GIVEN TEXT
2011 ACFW Conference in St. Louis

For the last month I’ve been preaching to my Motlow English students, “Voice, voice, voice. You’ve got to find your voice. We English teachers are KILLING your writing because we’re taking away your voice. We’re making you all sound the same with your generically proper English.”

Yes, I know my students MUST learn to write proper academic papers, but they are so concerned about not using contractions and not using fragments that they’re losing their voices.

Why is that a problem? Because when they write their scholarship essays, their essays won’t stand out from the others. They will all sound the same.

Well, duh. Smack me in the head with a Harry Potter book. Yes, I said Harry Potter. It has to be a BIG book because up until now I have been teaching it and preaching it, but I haven’t been “getting it.”

I attended two back-to-back writer conferences, the SCBWI conference in Nashville and the ACFW in St. Louis. I almost bowed out of both of them. I wasn’t prepared. The Nashville conference offered a contest to the first 25 entries in each genre.

I didn’t want to enter my old manuscript, so like a phoenix, I aimed to rise up from the ashes of my failures to try something new. So I wrote all night from the top of my head about a girl and a guitar. I wrote from my heart. I wrote with abandon and came up with a killer title I blatantly stole from a Matt Urmy song.

But I didn’t make the contest. I was too late with my submission. All that writing for nothing.

At that point I REALLY didn’t want to go to the conference, but I had already paid the fee. I felt defeated—again. I was just tired. Well, I wasn’t just tired—I was tarred. That’s how we say it in the South. That’s how we say
it when we aren’t being good and proper English teachers.

RECORDED DATA
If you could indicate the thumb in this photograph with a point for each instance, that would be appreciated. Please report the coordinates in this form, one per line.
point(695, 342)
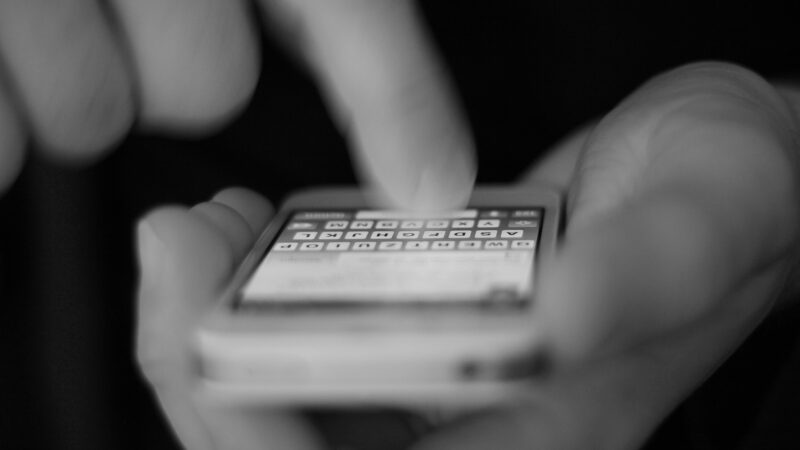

TO DO
**A.** Which two writer conferences does the post about the writer conferences say were attended back to back?
**B.** Pick up the post about the writer conferences after its last line and write the next part.

TASK-BY-TASK RESULTS
**A.** The SCBWI conference in Nashville and the ACFW conference in St. Louis.

**B.**
To make matters worse. I had paid for a writing critique. But what was I going to send?  On a whim, I packaged my newly penned WIP with the killer title and sent it off. I expected the worse.

When I arrived to the conference, I dragged myself into the critique session and awaited my sentence. I was doomed.

Then the oddest thing happened. The literary agent said she liked it. Most of all, she liked my voice, and she said my main character was very likeable and very funny. (She underlined very on my critique notes.) She also said my work was very marketable for the teen audience.

Woo hoo! Too bad I hadn’t finished it. Next time I will send a completed manuscript.

But I finally figured “it” out, “it” being the lesson I have trying to teach my students. Voice is everything. Voice
comes from the heart.

My voice is quirky because I’m quirky. My colleagues wear business suits. I’m more comfortable in jeans, yellow Converse sneakers with daisies, and vintage rock t-shirts.

For crying out loud, I have feathers in my hair! What’s wrong with me?

Okay, I can explain the feathers. I blame it all on pirates and Steven Tyler of Aerosmith, a rather nice combination, I think. My older son dared me; my younger son BEGGED me, on his knees with a tiny little tear in his left eye, “Don’t do it, Mom.”

But I did it. I have four little feathers in my hair. How was I to know that every middle school girl in the county would get her hair did that way too? Oh, well.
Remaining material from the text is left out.